-- START --

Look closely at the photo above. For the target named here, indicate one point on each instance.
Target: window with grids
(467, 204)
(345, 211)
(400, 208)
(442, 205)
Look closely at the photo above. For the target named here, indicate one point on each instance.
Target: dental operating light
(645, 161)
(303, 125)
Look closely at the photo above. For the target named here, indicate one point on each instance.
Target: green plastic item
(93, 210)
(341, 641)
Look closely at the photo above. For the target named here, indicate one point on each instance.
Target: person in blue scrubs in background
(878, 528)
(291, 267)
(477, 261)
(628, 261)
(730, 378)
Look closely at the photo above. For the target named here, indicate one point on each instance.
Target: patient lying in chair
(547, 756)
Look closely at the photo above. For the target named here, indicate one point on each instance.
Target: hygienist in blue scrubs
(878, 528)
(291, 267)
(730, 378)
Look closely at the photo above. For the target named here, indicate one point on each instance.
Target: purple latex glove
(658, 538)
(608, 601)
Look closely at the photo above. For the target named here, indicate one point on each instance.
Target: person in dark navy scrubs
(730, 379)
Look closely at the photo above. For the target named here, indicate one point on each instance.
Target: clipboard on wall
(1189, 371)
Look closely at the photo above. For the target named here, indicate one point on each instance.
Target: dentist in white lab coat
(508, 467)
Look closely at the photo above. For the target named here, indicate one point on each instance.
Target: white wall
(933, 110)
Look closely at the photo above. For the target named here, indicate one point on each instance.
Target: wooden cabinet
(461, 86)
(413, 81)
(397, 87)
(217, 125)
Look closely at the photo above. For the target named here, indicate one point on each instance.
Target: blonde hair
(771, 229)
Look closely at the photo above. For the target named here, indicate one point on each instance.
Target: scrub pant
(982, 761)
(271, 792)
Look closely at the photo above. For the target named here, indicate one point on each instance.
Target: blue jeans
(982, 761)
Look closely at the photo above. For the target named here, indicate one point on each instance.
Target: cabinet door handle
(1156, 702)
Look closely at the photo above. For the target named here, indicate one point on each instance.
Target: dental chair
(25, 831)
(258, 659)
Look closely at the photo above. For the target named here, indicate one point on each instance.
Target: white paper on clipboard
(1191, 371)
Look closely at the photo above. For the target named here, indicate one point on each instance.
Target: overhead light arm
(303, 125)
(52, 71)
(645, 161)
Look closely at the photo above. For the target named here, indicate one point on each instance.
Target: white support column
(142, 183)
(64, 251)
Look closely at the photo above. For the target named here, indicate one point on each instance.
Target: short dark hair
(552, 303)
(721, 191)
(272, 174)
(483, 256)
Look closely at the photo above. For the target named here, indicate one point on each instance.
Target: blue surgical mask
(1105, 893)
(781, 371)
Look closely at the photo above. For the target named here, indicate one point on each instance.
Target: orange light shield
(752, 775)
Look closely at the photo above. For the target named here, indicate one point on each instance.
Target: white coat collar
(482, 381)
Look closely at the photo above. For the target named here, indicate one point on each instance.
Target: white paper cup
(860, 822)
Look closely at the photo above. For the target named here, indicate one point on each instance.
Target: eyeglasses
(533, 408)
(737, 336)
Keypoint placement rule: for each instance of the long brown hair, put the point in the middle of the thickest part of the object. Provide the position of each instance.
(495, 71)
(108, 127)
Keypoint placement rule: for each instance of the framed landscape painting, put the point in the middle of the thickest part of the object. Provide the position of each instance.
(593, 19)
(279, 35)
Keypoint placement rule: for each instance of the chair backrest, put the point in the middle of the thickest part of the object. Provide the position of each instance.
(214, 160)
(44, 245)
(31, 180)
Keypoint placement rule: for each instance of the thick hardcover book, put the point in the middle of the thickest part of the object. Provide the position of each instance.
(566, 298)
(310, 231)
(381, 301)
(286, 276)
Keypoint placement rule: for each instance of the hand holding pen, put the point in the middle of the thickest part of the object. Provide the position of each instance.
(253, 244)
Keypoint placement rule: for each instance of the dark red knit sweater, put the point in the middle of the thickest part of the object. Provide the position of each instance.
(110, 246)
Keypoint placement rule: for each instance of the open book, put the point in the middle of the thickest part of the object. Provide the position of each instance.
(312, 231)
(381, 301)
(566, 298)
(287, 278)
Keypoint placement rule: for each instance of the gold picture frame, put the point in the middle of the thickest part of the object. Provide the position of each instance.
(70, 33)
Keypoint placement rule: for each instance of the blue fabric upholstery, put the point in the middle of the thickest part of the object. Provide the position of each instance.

-- END --

Stated goal | Print every entry exactly as written.

Solved problem |
Look closely at the photo above. For the target named here, indicate one point on each instance.
Target: window with grids
(467, 204)
(345, 211)
(400, 208)
(442, 205)
Look closely at the photo above. For the target named here, indicate one point on each instance.
Target: dental operating light
(645, 161)
(303, 125)
Look closely at the photo above. For the target named here, indicate one point on each instance.
Target: green plastic item
(93, 210)
(341, 641)
Look closely at the photo above. For the target named here, indicate one point on each instance.
Target: person in blue scrubs in background
(878, 528)
(291, 267)
(477, 261)
(628, 261)
(730, 378)
Look closely at the photo above. For the target named here, indicate one point on each instance.
Target: patient lying in chair
(547, 756)
Look closely at the photo above. For the target named here, indicate one point on each instance.
Target: hygienist in blue scrubs
(878, 528)
(291, 267)
(730, 378)
Look closely at the photo above. For the target named here, indicate one point on each instance.
Target: purple latex glove
(658, 538)
(608, 601)
Look closely at the photo above. For the target named here, indicate one point on each instance.
Target: person in dark navy scrubs
(730, 379)
Look closely at the photo above. For the target named here, indicate one point on each instance.
Target: clipboard on wall
(1189, 371)
Look closely at the photo above. For the target named here, indicate one point on each instance.
Target: dentist in white lab coat
(508, 467)
Look closely at the photo above. For the target named here, indicate one point on each instance.
Target: white wall
(933, 110)
Look closely at the photo above. For the target named here, indicate one point on each instance.
Target: wooden cabinet
(461, 86)
(413, 81)
(397, 87)
(217, 125)
Look closely at the photo above. For the target named here, indicate one point on each instance.
Target: blonde hair
(771, 229)
Look closely at the photo above. For the target named here, indicate one point on each instance.
Target: scrub pant
(982, 761)
(271, 792)
Look closely at the photo above. For the target named here, indicate one point on each instance.
Target: blue jeans
(982, 761)
Look closely at the photo above. For the target named here, indicate one point on each instance.
Target: cabinet door handle
(1156, 702)
Look closely at the photo above. For the target named here, indicate one point on each instance.
Target: dental chair
(25, 831)
(258, 659)
Look closely at the photo above. For the target named here, indicate one point on each instance.
Target: white paper on clipboard
(1191, 371)
Look closely at the photo above. For the target named here, indicate one point on each instance.
Target: overhead light arm
(303, 125)
(52, 71)
(645, 161)
Look closely at the photo above. For the target named here, indicate one point on each instance.
Target: white support column
(142, 183)
(64, 251)
Look closely at the photo above. For the target named here, indicate one point on each instance.
Target: short dark hair
(552, 303)
(721, 191)
(272, 174)
(483, 256)
Look closely at the photo above. For the target named here, indicate one point on each instance.
Target: blue surgical mask
(1105, 893)
(781, 371)
Look closely at the photo above. For the target named here, indicate one point on each instance.
Target: orange light shield
(752, 775)
Look closely at the photo above. For the target named here, indicate one point on each instance.
Target: white coat collar
(482, 381)
Look closely at the photo above. For the target named here, indicate one point on each instance.
Target: white paper cup
(860, 822)
Look closely at the photo above. For the target named here, indicate one point on each instance.
Target: eyeglasses
(533, 408)
(737, 336)
Keypoint placement rule: for each instance of the long brown hair, put the point in the middle of the thickest part of the object. Provide the position of each instance.
(495, 71)
(108, 127)
Keypoint placement rule: for each instance of the framed landscape painting, put the point in the middle of the thickest part of the object. Provide the position of each instance.
(593, 19)
(279, 35)
Keypoint placement rule: for each instance of the chair backrest, put the point in the middle of the thickest part of the object. Provide the position of each instance.
(214, 160)
(44, 245)
(31, 180)
Keypoint placement rule: for each instance of the thick hardcover book, put the point in the middle of the thickest part of the object. Provide the position of each instance.
(566, 298)
(310, 231)
(381, 301)
(286, 276)
Keypoint placement rule: for each instance of the hand holding pen, put the point in the middle of the thickest part of the object. Provide the position of each instance.
(253, 244)
Keypoint placement rule: for each instance of the dark red knit sweater, put the point in the middle of the thickest part of the object. Provide the position of each instance.
(110, 246)
Keypoint placement rule: for each instance of the open book, put the point in the middle of the thickest part of the object. Provide the position of each instance.
(312, 231)
(381, 301)
(566, 298)
(287, 278)
Keypoint placement rule: for each instance of the gold picture frame, put the point in the middle of the thickest part of the object. Provide the position of each instance.
(70, 33)
Keypoint placement rule: for each instance of the blue fabric upholstery, put the point in the middle of the thickest part of the object. Provide the position of each instance.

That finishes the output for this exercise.